TEXTO FORNECIDO —
Home>Legal Opinions up to 2017>Demolição; reposição da legalidade
Home Legal Opinions up to 2017 Demolição; reposição da legalidade
Demolição; reposição da legalidade
A Câmara Municipal de …, em ofício nº …, de …, formula diversas questões acerca das medidas de tutela da legalidade urbanística, previstas no regime jurídico da urbanização e edificação (RJUE), aprovado pelo D.L. 555/99, de 16.12, com a atual redação, com especial incidência sobre intervenções ilegais efetuadas na Aldeia Velha de Monsanto, classificada como imóvel de interesse público. (Decreto nº28/82, de 28.02)
 
Poderemos sistematizar as questões da seguinte forma:
1. Face ao disposto no artigo 106º do RJUE, em que ocasiões deverá ser determinada a demolição (total/parcial) de obra executada sem controlo prévio, quando exigido? E deve aplicar-se literalmente o disposto no nº4 do artigo? Ou seja, concretizando, perante intervenções ao nível da cobertura de um edifício, deverá a câmara municipal, em sede de execução coerciva, “simplesmente demolir a cobertura, deixando o imóvel sem qualquer tipo de resguardo (…)”? E como atuar quando os edifícios onde se pretende realizar obras coercivas servem de residência permanente.
2. Referindo-se ainda ao imóvel classificado, que fazer se os serviços de fiscalização “(…) não souberem como era na verdade o edifício antes de ser intervencionado, que informação deverá constar do Auto de Posse administrativa” e “que tipo de trabalhos de “demolição/reposição” devem ficar consignados no Auto referido em termos de propostas para posteriormente serem executados no âmbito das obras coercivas”
3. Se, e em que moldes, se aplicam os procedimentos do Código dos Contratos Públicos para a execução das obras coercivas se a obra não for feita por administração direta.
4. O que fazer, em sede de execução coerciva, se houver resistência do proprietário à execução das obras, e se, a par da notificação prevista no nº2 do artigo 107º, deve ser notificado o proprietário do imóvel a proceder à retirada dos seus bens do interior, ou deverá o próprio município, quando do ato de tomada de posse administrativa, a inventariar os bens e removê-los.
 
 
 
1. Sobre o assunto, devemos começar por esclarecer que a matéria está regulada, em termos que julgamos claros e de forma exaustiva, nos artigos 102º e seguintes do RJUE, na secção que regula as medidas de tutela da legalidade urbanística. 
 
Sobre a demolição, decorre claramente da lei, no artigo 106º do RJUE, que a demolição de obras ilegais é uma solução de ultima ratio, devendo ser ordenada apenas quando as obras não puderem ser legalizadas.

EXERCÍCIOS PROPOSTOS —
A - Cite o texto sobre demolição e reposição da legalidade desde "1. Sobre o assunto, devemos" até "da legalidade urbanística.".
B - Quantas linhas da listagem contêm a palavra "clicks"? Indique apenas o número.
O texto e a listagem provêm de fontes distintas.

Registos extraídos de um conjunto de dados —
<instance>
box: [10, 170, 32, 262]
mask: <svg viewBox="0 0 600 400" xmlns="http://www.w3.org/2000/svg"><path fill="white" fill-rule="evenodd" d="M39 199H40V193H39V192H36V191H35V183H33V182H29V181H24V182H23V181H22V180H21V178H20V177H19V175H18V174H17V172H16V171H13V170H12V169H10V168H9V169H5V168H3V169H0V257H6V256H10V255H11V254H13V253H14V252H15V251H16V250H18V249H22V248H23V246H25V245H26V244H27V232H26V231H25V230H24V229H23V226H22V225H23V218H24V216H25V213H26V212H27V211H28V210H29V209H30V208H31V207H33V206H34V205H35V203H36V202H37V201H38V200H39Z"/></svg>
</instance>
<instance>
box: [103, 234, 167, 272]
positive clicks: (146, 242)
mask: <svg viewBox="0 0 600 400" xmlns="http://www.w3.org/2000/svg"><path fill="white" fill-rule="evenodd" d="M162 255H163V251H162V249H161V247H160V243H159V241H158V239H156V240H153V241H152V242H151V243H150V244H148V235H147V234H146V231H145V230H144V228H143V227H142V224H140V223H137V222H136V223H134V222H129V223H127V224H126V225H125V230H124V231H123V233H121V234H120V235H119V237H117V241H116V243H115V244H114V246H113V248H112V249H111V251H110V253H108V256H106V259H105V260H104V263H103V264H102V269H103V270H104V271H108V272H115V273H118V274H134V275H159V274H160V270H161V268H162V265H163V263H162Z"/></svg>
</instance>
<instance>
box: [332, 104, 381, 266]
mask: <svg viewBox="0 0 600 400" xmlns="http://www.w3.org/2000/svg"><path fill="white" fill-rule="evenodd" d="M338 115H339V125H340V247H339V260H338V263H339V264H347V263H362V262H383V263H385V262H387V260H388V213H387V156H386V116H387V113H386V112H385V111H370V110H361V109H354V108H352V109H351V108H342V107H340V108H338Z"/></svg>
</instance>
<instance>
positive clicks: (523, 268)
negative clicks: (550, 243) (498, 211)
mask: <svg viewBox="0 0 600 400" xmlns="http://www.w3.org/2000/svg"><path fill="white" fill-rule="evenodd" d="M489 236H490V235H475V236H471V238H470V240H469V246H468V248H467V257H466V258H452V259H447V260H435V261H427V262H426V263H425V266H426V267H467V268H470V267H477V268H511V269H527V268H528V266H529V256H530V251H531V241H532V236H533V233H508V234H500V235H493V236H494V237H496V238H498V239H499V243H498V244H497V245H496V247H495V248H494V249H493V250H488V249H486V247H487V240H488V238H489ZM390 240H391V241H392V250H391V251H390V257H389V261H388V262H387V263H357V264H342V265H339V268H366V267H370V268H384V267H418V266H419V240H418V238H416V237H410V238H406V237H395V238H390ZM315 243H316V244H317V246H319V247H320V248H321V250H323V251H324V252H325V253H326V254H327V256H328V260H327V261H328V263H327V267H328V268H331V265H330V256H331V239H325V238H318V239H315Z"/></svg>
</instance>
...
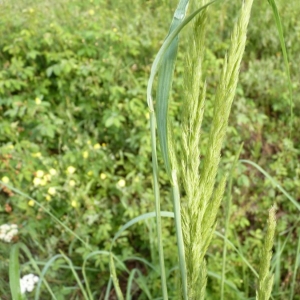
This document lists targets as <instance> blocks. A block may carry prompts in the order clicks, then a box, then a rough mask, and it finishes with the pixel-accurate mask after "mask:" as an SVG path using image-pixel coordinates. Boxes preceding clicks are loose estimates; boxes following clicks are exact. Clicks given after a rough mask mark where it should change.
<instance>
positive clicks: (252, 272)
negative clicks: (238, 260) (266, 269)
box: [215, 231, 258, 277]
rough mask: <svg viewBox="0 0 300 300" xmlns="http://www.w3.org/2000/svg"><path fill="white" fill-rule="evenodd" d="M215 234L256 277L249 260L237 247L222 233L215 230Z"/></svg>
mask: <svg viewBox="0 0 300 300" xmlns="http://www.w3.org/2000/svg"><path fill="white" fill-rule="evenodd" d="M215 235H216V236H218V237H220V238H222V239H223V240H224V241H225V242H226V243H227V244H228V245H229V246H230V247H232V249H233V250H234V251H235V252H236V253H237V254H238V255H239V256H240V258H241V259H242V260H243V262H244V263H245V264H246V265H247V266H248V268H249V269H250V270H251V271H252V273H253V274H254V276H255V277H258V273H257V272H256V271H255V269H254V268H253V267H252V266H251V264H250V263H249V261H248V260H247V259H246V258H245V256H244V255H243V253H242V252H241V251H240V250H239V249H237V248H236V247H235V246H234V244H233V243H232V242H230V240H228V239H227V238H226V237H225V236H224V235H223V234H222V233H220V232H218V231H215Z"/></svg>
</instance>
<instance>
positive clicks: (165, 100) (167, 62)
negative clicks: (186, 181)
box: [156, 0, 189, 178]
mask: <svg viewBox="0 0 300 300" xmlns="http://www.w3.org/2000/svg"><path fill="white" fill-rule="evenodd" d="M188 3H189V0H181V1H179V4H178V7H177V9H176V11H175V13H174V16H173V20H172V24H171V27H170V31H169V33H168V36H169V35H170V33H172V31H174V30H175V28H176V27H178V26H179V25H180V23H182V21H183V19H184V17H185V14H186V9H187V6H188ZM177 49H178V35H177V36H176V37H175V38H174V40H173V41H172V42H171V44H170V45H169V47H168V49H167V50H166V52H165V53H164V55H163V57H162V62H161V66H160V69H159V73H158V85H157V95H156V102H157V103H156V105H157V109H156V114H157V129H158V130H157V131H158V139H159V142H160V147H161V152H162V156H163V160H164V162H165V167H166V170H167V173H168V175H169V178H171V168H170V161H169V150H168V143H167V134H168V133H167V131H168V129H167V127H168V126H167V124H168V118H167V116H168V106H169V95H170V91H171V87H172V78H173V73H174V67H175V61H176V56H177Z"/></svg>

RESPOSTAS POR EXERCÍCIO —
A -
1. Sobre o assunto, devemos começar por esclarecer que a matéria está regulada, em termos que julgamos claros e de forma exaustiva, nos artigos 102º e seguintes do RJUE, na secção que regula as medidas de tutela da legalidade urbanística.

B - 8